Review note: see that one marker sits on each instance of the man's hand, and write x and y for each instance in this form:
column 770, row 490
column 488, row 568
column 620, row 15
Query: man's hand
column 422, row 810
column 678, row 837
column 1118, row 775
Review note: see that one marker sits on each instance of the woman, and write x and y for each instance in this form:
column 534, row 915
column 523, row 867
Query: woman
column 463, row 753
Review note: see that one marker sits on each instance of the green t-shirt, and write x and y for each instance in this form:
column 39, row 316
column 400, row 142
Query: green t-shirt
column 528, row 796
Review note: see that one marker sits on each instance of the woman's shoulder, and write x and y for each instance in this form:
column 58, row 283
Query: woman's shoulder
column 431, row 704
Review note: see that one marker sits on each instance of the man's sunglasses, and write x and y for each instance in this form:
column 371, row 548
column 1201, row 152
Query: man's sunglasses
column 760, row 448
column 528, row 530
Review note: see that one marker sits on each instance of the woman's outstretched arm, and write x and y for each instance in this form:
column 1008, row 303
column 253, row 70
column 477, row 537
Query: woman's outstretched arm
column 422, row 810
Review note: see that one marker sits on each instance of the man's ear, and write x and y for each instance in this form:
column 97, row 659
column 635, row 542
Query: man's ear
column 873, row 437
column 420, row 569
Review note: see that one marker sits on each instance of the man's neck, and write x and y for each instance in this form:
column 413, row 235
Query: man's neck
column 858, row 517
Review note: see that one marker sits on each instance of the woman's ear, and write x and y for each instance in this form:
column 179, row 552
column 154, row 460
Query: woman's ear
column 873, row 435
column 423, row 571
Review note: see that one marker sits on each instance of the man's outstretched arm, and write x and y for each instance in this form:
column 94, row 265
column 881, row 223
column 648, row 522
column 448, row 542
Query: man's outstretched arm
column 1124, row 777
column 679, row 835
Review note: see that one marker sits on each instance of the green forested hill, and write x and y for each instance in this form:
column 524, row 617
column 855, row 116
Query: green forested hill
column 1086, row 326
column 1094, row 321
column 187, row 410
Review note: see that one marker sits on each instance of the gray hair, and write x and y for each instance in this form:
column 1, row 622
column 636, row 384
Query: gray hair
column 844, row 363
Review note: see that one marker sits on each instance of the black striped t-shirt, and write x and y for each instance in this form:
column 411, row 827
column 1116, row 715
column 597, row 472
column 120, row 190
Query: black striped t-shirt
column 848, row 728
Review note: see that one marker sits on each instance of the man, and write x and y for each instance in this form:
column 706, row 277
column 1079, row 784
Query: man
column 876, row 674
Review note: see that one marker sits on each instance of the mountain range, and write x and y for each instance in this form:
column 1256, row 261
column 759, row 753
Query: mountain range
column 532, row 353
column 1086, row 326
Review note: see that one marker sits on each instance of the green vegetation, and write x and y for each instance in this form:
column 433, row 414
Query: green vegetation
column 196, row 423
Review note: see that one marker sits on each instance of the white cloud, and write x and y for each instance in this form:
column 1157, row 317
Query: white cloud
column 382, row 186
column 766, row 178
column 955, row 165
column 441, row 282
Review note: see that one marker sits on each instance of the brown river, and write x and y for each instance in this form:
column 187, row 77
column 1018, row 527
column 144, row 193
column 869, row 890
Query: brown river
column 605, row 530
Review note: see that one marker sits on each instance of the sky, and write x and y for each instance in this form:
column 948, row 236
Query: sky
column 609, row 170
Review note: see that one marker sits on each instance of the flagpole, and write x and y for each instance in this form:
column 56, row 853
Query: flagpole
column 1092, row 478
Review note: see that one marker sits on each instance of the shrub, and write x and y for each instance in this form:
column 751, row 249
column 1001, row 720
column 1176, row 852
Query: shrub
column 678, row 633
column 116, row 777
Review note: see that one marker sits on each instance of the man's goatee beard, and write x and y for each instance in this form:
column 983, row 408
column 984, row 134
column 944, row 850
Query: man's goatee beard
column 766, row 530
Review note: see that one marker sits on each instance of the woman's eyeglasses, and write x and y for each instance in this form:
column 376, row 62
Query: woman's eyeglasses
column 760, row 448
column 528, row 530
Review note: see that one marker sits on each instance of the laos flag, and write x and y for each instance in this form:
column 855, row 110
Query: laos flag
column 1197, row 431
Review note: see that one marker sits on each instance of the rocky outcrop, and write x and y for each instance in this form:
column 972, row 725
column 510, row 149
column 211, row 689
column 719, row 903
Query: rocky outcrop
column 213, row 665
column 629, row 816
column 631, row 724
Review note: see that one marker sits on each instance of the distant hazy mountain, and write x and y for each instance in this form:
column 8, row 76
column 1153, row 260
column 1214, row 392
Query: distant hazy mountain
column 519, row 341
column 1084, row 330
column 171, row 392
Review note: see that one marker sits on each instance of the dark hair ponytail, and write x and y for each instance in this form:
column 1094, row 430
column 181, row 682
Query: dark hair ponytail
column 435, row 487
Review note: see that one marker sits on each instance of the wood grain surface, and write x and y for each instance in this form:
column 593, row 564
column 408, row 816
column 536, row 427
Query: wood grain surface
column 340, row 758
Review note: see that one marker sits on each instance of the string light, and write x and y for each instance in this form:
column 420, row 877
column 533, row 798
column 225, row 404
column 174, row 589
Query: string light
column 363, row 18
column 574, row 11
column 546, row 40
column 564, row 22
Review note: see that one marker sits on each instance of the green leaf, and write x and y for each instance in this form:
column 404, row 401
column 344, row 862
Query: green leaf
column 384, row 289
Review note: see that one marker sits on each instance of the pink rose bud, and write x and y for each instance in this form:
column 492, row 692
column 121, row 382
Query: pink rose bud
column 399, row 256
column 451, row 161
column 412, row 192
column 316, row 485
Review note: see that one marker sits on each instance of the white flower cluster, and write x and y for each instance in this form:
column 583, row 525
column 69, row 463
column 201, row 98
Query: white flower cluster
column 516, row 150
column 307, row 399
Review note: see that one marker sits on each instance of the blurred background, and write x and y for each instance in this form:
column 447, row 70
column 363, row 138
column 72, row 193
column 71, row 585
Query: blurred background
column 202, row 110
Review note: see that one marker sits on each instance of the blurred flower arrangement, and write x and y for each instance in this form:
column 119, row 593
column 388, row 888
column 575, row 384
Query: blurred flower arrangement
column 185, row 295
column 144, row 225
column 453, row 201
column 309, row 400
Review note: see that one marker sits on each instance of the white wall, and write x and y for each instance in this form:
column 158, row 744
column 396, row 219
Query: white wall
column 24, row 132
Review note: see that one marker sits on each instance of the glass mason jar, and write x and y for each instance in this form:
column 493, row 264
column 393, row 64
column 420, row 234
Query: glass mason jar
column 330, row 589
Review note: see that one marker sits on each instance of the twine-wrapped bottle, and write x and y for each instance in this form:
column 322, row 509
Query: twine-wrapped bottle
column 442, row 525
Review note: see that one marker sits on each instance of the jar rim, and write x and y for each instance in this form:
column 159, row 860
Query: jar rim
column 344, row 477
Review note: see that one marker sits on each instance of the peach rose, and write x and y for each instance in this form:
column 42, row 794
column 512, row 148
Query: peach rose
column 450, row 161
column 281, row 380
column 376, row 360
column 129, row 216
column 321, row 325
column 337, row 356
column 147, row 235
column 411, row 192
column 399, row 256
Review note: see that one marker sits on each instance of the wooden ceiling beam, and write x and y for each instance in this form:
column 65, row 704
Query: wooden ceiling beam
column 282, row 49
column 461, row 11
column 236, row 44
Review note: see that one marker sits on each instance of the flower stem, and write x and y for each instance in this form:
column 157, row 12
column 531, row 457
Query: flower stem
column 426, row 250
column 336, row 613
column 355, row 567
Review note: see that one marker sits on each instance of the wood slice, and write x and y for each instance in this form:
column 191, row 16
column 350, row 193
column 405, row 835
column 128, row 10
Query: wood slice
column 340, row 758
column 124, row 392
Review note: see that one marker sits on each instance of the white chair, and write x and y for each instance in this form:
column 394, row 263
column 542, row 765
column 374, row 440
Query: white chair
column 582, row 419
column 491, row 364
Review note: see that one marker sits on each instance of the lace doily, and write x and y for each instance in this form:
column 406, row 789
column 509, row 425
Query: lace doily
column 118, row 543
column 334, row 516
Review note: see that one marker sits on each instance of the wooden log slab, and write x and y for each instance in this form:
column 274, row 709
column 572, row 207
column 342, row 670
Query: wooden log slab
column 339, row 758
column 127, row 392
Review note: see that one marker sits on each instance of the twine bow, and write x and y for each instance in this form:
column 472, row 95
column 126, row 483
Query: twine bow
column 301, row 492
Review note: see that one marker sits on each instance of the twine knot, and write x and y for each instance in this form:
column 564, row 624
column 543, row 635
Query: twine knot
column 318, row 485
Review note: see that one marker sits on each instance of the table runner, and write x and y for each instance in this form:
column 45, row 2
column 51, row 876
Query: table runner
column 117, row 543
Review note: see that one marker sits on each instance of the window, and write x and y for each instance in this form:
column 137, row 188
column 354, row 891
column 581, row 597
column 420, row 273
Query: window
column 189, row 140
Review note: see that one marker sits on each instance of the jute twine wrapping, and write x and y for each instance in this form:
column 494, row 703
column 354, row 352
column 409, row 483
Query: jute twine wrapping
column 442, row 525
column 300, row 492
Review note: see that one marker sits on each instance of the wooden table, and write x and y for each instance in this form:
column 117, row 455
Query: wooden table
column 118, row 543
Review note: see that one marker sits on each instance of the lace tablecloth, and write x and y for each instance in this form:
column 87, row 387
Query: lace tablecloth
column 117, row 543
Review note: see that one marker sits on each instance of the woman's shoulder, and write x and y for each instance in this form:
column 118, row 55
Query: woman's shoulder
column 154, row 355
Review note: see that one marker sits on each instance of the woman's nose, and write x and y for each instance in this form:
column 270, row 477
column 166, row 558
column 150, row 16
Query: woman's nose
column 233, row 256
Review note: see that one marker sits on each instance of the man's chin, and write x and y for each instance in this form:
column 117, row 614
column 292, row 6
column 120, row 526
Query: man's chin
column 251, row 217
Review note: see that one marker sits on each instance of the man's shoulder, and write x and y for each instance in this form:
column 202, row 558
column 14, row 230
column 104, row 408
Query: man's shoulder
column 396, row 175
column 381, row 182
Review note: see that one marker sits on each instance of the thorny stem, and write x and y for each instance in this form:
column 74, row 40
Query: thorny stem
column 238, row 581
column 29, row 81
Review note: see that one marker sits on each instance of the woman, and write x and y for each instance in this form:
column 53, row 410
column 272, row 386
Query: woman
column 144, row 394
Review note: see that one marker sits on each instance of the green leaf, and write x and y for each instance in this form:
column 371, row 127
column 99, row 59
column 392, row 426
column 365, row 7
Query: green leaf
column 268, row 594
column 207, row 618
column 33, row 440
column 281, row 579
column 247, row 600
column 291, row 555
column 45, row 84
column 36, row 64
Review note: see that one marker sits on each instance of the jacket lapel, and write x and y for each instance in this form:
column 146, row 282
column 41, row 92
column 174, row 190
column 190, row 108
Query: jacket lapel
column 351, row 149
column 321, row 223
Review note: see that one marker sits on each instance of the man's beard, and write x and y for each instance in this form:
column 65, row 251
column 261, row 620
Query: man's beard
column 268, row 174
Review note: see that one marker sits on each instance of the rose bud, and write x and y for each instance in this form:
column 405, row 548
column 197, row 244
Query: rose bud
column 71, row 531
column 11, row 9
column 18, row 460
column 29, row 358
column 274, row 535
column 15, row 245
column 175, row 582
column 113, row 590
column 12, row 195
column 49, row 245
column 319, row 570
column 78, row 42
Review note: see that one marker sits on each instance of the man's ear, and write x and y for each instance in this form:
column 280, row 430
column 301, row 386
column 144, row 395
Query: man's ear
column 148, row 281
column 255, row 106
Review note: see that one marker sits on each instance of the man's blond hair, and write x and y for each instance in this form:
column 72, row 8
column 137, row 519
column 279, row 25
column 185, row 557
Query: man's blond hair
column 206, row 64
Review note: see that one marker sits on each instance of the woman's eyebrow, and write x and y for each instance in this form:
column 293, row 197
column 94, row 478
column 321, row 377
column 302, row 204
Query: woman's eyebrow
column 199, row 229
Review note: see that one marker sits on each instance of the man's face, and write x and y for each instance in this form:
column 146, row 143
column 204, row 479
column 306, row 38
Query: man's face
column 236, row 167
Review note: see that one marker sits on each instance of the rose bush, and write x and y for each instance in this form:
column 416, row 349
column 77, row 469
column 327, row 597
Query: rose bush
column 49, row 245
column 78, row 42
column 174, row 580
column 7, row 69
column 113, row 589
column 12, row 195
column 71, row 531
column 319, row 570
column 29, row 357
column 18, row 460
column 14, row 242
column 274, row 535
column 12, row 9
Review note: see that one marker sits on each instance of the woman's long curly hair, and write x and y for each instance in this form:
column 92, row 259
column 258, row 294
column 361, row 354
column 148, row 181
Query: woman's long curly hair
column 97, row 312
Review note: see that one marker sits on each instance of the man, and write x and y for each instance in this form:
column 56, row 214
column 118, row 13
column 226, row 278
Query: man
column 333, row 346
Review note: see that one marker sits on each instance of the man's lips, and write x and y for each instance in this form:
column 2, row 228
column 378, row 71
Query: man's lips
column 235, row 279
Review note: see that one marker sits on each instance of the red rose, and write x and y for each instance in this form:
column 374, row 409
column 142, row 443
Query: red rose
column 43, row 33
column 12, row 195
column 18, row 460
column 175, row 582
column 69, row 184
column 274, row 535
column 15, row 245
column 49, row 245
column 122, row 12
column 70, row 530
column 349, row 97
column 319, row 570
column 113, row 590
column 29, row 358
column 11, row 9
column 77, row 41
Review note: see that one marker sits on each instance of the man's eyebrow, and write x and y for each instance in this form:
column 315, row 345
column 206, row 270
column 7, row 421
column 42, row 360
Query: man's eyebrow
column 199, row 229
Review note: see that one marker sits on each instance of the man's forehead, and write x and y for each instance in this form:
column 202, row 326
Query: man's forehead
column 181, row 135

◇ ◇ ◇ ◇ ◇ ◇ ◇

Written instruction: Please copy out word for word the lines above, from the line with "man's neck, and" up to and including the line with "column 423, row 571".

Exercise result:
Review note: see that one marker sits on each instance of the man's neck, and write x and y for each instance in this form:
column 413, row 235
Query: man's neck
column 858, row 517
Review note: see that one marker sits on each instance of the woman's ear, and write x and y for each instance in this form:
column 179, row 552
column 154, row 460
Query: woman's ear
column 873, row 435
column 423, row 571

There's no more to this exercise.